Exercise: Would you set down every line of the data below exactly as it reads?
START Entries shown
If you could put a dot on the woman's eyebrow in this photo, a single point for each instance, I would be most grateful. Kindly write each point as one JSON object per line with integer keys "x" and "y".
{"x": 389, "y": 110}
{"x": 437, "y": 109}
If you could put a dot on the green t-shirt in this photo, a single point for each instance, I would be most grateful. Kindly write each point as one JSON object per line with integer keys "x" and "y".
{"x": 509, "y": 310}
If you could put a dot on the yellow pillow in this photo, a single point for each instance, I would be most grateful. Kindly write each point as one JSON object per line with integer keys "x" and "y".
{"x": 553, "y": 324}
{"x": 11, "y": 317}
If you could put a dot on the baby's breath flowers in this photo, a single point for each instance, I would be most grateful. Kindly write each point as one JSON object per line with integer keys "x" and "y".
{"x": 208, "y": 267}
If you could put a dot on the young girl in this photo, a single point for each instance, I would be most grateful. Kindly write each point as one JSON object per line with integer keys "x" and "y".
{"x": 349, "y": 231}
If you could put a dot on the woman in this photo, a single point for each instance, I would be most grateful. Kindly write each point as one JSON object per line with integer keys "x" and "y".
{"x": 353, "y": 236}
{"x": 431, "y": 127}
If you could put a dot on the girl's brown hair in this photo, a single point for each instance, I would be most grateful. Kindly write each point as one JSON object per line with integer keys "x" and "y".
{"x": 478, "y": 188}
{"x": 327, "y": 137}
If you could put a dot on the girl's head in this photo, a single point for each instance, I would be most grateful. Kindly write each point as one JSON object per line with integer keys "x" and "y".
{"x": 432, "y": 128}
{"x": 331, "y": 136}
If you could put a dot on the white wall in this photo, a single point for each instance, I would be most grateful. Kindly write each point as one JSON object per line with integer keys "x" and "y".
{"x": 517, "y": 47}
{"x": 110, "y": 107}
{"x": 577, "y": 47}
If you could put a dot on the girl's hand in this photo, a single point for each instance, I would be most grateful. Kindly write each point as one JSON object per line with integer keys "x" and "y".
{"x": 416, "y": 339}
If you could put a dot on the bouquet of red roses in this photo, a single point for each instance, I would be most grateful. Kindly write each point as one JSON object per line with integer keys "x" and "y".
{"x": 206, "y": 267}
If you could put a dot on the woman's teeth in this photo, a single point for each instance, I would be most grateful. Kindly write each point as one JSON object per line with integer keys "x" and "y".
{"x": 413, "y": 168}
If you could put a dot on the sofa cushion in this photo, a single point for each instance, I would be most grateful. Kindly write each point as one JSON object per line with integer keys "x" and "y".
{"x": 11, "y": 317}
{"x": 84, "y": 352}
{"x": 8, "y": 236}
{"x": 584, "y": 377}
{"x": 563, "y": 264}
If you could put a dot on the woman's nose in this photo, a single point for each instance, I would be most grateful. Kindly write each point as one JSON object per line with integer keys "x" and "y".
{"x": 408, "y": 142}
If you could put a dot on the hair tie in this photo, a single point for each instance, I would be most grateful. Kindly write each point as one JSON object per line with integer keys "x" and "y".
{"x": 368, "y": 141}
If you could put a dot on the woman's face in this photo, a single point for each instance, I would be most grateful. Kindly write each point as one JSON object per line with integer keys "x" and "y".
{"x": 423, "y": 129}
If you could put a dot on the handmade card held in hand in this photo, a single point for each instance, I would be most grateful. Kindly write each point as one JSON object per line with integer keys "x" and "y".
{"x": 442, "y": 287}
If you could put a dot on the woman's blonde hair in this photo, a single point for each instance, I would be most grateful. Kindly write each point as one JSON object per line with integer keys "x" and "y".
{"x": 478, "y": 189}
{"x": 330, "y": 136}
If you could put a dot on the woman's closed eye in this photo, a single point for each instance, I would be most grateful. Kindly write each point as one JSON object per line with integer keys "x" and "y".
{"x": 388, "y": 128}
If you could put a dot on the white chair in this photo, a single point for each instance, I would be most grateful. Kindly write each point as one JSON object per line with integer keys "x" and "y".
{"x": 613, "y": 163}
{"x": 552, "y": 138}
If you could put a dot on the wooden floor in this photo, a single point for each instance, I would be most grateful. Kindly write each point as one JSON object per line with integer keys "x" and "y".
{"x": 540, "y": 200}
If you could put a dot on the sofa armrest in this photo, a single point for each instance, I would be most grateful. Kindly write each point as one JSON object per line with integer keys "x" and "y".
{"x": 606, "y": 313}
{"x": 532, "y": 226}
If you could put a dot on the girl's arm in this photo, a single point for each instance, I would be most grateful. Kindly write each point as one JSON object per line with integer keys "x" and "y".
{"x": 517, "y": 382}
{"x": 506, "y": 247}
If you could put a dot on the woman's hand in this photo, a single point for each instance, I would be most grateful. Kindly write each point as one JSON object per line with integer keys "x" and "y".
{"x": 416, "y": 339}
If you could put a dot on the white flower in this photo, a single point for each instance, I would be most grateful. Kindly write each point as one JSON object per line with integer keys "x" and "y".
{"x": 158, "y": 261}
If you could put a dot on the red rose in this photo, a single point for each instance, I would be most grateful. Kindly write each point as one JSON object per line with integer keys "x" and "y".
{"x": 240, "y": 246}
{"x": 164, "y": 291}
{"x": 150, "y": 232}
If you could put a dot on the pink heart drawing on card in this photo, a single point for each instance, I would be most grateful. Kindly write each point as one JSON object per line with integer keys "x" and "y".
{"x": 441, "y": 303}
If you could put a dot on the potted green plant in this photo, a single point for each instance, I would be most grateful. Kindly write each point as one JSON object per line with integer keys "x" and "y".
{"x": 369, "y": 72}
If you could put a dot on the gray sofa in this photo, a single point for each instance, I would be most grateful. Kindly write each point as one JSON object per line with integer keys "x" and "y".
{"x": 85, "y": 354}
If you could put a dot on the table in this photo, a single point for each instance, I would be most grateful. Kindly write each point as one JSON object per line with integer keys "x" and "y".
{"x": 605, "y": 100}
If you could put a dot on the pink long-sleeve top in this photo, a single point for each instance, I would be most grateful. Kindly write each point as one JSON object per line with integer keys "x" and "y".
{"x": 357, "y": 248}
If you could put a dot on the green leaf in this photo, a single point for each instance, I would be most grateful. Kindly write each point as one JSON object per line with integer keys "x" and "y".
END Entries shown
Output below:
If you could put a dot on the woman's eyebrow in this photo, a single point for each instance, I would be most grateful. Kindly write each point as one JSON object per line with integer keys "x" and "y".
{"x": 389, "y": 110}
{"x": 437, "y": 109}
If you could put a dot on the green t-shirt in this photo, a single point for each instance, I would be most grateful. Kindly write each point as one JSON object per line with integer keys "x" and "y".
{"x": 509, "y": 310}
If you could put a dot on the yellow pillow in this photo, a single point for each instance, I would be most grateful. Kindly write each point as one JSON object per line with integer keys "x" and "y".
{"x": 553, "y": 324}
{"x": 11, "y": 317}
If you could put a dot on the baby's breath flowers in this photo, a single point for each instance, I would be most grateful. Kindly write each point as one JSON object per line with integer keys "x" and "y".
{"x": 208, "y": 267}
If you could put a dot on the young girl in this photo, a single point for each instance, I would be most grateful. Kindly write each point as one JSON object per line with integer keys "x" and "y".
{"x": 349, "y": 231}
If you could put a dot on the woman in this photo, a single point for each instance, I would be most grateful. Kindly write each point as one JSON object per line with integer keys "x" and "y".
{"x": 353, "y": 236}
{"x": 431, "y": 127}
If you could put a dot on the girl's brown hair in this photo, a single point for each instance, I would be most grateful. Kindly write each point as one JSON object per line with integer keys "x" and "y".
{"x": 478, "y": 188}
{"x": 327, "y": 137}
If you could put a dot on the girl's head in this photo, a single point for each instance, I would be most grateful. Kindly write each point as one JSON object per line with integer keys "x" and "y".
{"x": 432, "y": 128}
{"x": 331, "y": 136}
If you could put a dot on the white wall in this photo, a single point for each instance, I would be most grateful. Kindly write each point as one JSON object per line with integer keys "x" and "y".
{"x": 517, "y": 47}
{"x": 110, "y": 107}
{"x": 577, "y": 47}
If you could put a dot on the girl's hand in this photo, a single point for each instance, I would be most grateful. Kindly write each point as one JSON object per line with integer keys "x" and "y".
{"x": 416, "y": 339}
If you could put a dot on the bouquet of red roses in this photo, a single point for each instance, I would be most grateful. Kindly write each point as one JSON object per line with integer keys "x" and "y".
{"x": 206, "y": 267}
If you could put a dot on the woman's teeth in this photo, a single point for each instance, I would be most grateful. Kindly write each point as one JSON object per line with integer keys "x" and "y".
{"x": 413, "y": 168}
If you could put a dot on the sofa cushion in this photo, a single point for each instance, I would be most grateful. Kindly write each point as one JSON object per line with integer keys "x" and "y".
{"x": 11, "y": 317}
{"x": 84, "y": 352}
{"x": 8, "y": 236}
{"x": 584, "y": 377}
{"x": 563, "y": 264}
If you could put a dot on the woman's nose in this photo, a single point for each instance, I would be most grateful. Kindly write each point as one JSON object per line with integer keys "x" and "y".
{"x": 408, "y": 142}
If you could put a dot on the hair tie in this photo, a single point for each instance, I would be most grateful. Kindly write each point as one JSON object per line with integer keys "x" and "y".
{"x": 368, "y": 141}
If you could put a dot on the woman's face in this photo, a single point for each instance, I would be most grateful. Kindly write each point as one JSON object per line with integer keys "x" and "y".
{"x": 423, "y": 129}
If you could put a dot on the handmade card held in hand in this photo, a single point for each instance, I would be most grateful. Kindly write each point as one JSON object per line with integer keys "x" and "y".
{"x": 442, "y": 287}
If you could put a dot on the woman's blonde hair in this photo, a single point for each instance, I would be most grateful. Kindly write each point as one JSON object per line with integer keys "x" and "y".
{"x": 478, "y": 189}
{"x": 330, "y": 136}
If you could put a dot on the woman's closed eye in this photo, a single point for each instance, I would be most grateful. Kindly write each point as one JSON object per line with integer keys "x" and "y".
{"x": 388, "y": 128}
If you could put a dot on the white chair in this photo, a single point for each instance, I would be most grateful. Kindly write each point as one JSON object per line with integer keys "x" and "y".
{"x": 613, "y": 163}
{"x": 552, "y": 138}
If you could put a dot on the wooden floor in this photo, a single point for each instance, I would be most grateful. Kindly write each point as one JSON object per line with integer keys "x" and "y".
{"x": 540, "y": 200}
If you could put a dot on the sofa armrest in this photo, a single point for each instance, I would be most grateful. Kindly write each point as one JSON object per line with integer keys "x" and "y".
{"x": 606, "y": 313}
{"x": 532, "y": 226}
If you could put a dot on the girl's arm in this photo, a single point for each instance, I would be most grateful. Kindly write each point as one JSON object per line with integer keys "x" and "y".
{"x": 517, "y": 382}
{"x": 506, "y": 247}
If you could put a dot on the woman's hand in this photo, a single point for each instance, I would be most grateful. Kindly write each point as one JSON object per line with integer keys "x" and "y".
{"x": 416, "y": 339}
If you could put a dot on the white flower in this photo, a single point for each instance, I would be most grateful. Kindly write each point as one JSON object per line with integer keys "x" and "y".
{"x": 158, "y": 261}
If you could put a dot on the red rose in this photo, a single point for each instance, I would be most grateful. Kindly write each point as one JSON object per line with integer keys "x" and "y".
{"x": 240, "y": 246}
{"x": 164, "y": 291}
{"x": 150, "y": 232}
If you could put a dot on the pink heart drawing on card in this photo, a single point for each instance, I would be most grateful. Kindly write each point as one JSON object per line with integer keys "x" and "y".
{"x": 441, "y": 303}
If you could put a dot on the potted green plant in this photo, a single point for each instance, I would be most grateful. Kindly write each point as one JSON object per line with integer keys "x" and "y".
{"x": 369, "y": 72}
If you could put a dot on the gray sofa in this photo, a single point for each instance, I would be most grateful. Kindly write each point as one JSON object per line with integer keys "x" and "y".
{"x": 85, "y": 354}
If you could put a dot on the table in this photo, a single point for each instance, I would be most grateful. Kindly write each point as one JSON object per line with integer keys "x" and "y".
{"x": 605, "y": 100}
If you could put a dot on the pink long-sleeve top in this photo, a single point for each instance, I would be most grateful. Kindly write each point as one JSON object per line with integer keys "x" and "y".
{"x": 357, "y": 248}
If you could put a dot on the green leaf in this photo, a single point for each instance, I would be most grateful. Kindly write each point as one JSON object per line with integer keys "x" and "y".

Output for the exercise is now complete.